• Textauszug:
Für Überraschungen könnten auch neue Parteien sorgen. Eine Unbekannte ist z. B. die Partei RZS (Ordnung, Gesetzlichkeit und Gerechtigkeit) des neuen Volkstribuns Jane Janew. Der war noch 2005 im Bündnis mit der SDS ins Parlament eingezogen. Bei der Europawahl am 7. Juni ging er erstmals allein ins Rennen und bewies mit 4,69 Prozent der Stimmen, dass man mit einem einzig auf den Kampf gegen die Korruption zielenden Wahlkampf Erfolg haben kann.

40 Prozent der Bulgaren wollen überhaupt nicht wählen. »Ein wahlmüdes und von der Politik enttäuschtes Volk« sieht Antoaneta Primatarowa. Und nach dem Hick-hack um Wahlgesetz, Bündnisse und Hürden, die zu überspringen sind, fragt sie besorgt: »Verstehen die Bulgaren das alles?«

Was macht GERB nach der Wahl, lautete eine Frage an Parteichef Zwetanow. Aus seiner Antwort hätte man Realitätssinn herauslesen können: »Greif nicht zur Bratpfanne, bevor du den Fisch gefangen hast.« Doch das ganze Gespräch hatte verraten, dass er den Fisch eigentlich schon im Netz sieht.

• Vorgegebenes Material:
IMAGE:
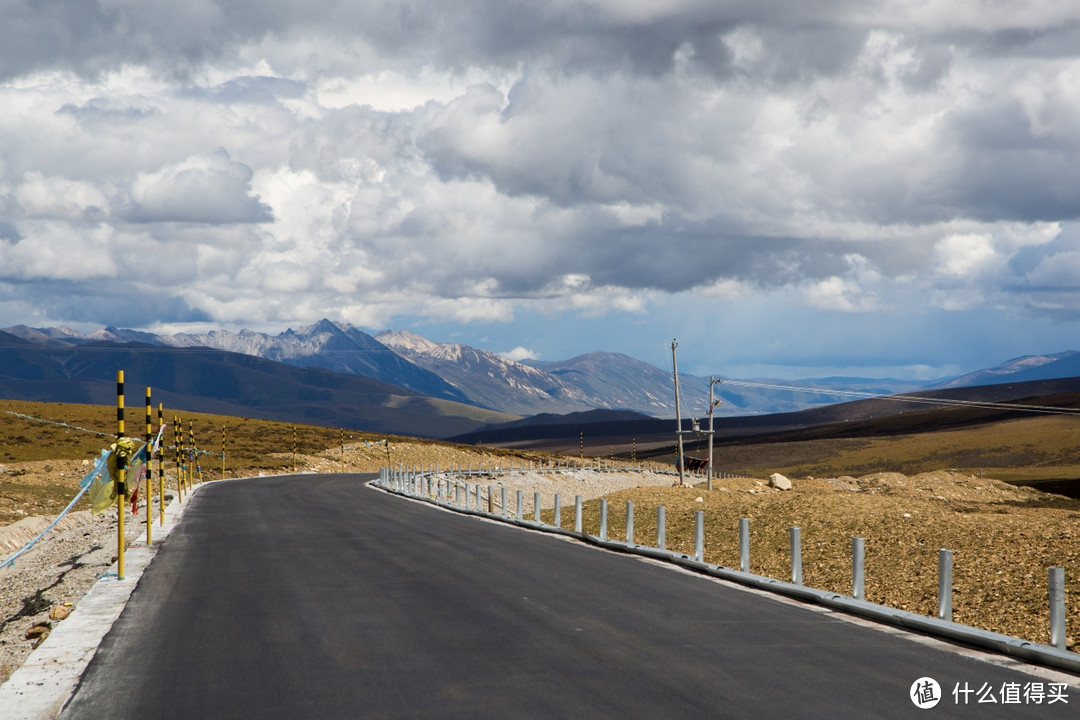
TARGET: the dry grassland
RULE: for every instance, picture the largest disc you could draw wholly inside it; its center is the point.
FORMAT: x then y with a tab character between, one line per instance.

• Übungsaufgaben:
(1) Nenne alle Personen, die im Text über die Wahl in Bulgarien mit Namen genannt werden.
(2) Schreibe den Text über die Wahl in Bulgarien nach seinem letzten Satz weiter.
Für die Aufgaben braucht man die Zeilen nicht.

• Schriftliche Antworten:
(1) Jane Janew, Antoaneta Primatarowa, Zwetanow

(2)
Bulgariens Premierminister seit 1990

Zehn Ministerpräsidenten haben sich seit 1990 an der Aufgabe versucht, Bulgarien zu regieren. Sieben mussten ihr Amt vorzeitig abgeben oder waren von vornherein nur »Übergangspremiers«. Und jene, die sich volle vier Jahre an der Spitze der Exekutive hielten, verloren bei den folgenden Wahlen bisher stets ihr Amt. Auch dem »Postkommunisten« Sergej Stanischew könnte es jetzt so ergehen. Wieder scheint Bulgarien ein »Experiment« mit einem vermeintlich starken Mann bevorzustehen.
  • Andrej Lukanow (BSP) 3. 2.90 – 7.12.90
  • Dimitar Popow (parteilos) 7.12.90 – 8.11.91
  • Filip Dimitrow (SDS) 8.11.91 – 30.12.92
  • Ljuben Berow (parteilos) 30.12.92 – 17.10.94
  • Reneta Indschowa (SDS) 17.10.94 – 25. 1.95
  • Schan Widenow (BSP) 25. 1.95 – 13. 2.97
  • Stefan Sofijanski (SDS) 13. 2.97 – 21. 5.97
  • Iwan Kostow (SDS) 21. 5.97 – 24. 7.01
  • Simeon Sakskoburggotski (NDSW) 24. 7.01 – 17. 8.05
  • Sergej Stanischew (BSP) 17. 8.05 – ?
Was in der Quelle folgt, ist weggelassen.